Copy out, character for character, everything from the line containing "Target: glass storefront window" down to the line containing "column 134, row 95", including both of those lines.

» PROVIDED DATA
┏━━

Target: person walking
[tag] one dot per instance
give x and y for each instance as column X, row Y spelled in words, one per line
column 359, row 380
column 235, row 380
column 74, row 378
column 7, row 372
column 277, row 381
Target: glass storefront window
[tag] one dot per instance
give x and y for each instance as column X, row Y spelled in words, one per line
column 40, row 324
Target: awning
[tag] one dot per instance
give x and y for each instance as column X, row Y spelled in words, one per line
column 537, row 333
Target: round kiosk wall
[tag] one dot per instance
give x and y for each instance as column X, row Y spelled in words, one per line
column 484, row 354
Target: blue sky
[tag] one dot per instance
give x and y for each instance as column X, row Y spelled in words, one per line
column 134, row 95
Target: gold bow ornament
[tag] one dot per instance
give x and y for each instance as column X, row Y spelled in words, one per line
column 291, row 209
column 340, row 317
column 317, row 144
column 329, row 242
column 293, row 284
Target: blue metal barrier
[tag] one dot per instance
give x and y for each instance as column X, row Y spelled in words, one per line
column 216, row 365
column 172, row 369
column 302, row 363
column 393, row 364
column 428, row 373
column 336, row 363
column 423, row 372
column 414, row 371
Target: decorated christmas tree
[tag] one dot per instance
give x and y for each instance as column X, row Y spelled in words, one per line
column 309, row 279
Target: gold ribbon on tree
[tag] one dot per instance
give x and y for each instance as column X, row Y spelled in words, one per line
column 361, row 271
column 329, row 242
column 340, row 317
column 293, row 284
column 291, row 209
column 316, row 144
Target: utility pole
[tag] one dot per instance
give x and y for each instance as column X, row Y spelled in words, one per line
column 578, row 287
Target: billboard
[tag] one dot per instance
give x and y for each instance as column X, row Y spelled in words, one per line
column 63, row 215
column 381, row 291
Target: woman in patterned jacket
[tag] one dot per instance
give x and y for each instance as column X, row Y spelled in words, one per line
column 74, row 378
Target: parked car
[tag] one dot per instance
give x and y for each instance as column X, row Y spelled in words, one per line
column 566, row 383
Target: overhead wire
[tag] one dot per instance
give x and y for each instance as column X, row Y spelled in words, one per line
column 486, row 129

┗━━

» WRITTEN RESPONSE
Target: glass storefront window
[tag] one dot per instance
give x and y for each instance as column X, row Y spelled in words, one per line
column 40, row 324
Target: awning
[tag] one dot per instance
give x and y for each instance as column X, row Y spelled in words, one per line
column 537, row 333
Target: round kiosk wall
[tag] one dot per instance
give x and y for each instance as column X, row Y spelled in words, one per line
column 484, row 354
Target: blue sky
[tag] one dot per instance
give x and y for each instance as column X, row Y spelled in words, one per line
column 134, row 95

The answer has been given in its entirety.